PROMPT → From the material below, please set down exactly the lines starting with the one with "find stone column" and going on through the one with "find gold trim", without a single picture.

★ ★ ★

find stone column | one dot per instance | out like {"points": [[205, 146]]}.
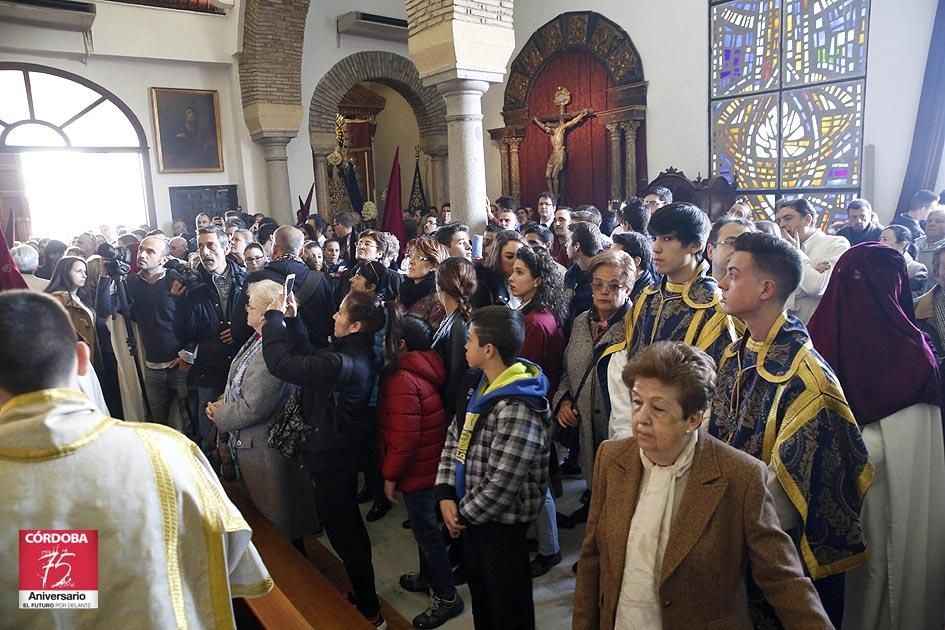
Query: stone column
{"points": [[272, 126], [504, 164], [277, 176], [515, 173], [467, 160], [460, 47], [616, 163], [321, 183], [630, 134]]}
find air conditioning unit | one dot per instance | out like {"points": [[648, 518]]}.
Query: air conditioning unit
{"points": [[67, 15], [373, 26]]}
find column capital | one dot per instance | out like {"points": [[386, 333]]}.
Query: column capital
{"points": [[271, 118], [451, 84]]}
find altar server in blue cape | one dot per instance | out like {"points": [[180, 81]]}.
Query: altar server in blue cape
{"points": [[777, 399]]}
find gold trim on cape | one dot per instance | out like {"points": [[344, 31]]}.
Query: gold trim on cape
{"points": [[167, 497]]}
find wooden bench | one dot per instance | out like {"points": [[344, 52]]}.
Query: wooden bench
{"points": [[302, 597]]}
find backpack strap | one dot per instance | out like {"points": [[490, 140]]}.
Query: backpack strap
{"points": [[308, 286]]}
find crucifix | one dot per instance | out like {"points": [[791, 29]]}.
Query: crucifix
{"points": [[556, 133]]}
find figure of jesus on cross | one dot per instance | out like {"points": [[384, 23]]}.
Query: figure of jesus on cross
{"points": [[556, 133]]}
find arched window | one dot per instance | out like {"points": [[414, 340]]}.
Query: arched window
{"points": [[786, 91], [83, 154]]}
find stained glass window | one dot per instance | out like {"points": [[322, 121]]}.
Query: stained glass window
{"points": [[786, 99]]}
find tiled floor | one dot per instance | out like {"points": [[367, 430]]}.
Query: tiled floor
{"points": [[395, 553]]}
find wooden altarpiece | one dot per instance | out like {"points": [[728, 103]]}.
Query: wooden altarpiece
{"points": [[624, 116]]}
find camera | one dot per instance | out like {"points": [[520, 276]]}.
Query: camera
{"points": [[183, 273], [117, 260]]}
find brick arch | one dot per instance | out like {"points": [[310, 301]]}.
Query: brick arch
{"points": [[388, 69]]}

★ ★ ★

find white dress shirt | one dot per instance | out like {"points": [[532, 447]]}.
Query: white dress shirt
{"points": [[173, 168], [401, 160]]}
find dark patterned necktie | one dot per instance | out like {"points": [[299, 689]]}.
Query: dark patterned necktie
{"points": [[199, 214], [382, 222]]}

★ ★ ★

RESPONSE →
find stone column | one dot per instance | out like {"points": [[205, 146]]}.
Query: stone column
{"points": [[272, 126], [504, 164], [277, 176], [515, 173], [467, 160], [460, 47], [616, 163], [321, 183], [630, 134]]}
find air conditioning unit | one dot per instance | out like {"points": [[648, 518]]}.
Query: air conditioning unit
{"points": [[67, 15], [373, 26]]}
find column capital | one dot per instance | out like {"points": [[386, 333]]}.
Query: column capital
{"points": [[271, 118], [451, 84]]}
find altar server in blue cape | one dot per instance | out like {"points": [[180, 81]]}.
Query: altar server in blue cape
{"points": [[777, 399]]}
find gold trim on cape | one dot per instance | out like {"points": [[344, 31]]}.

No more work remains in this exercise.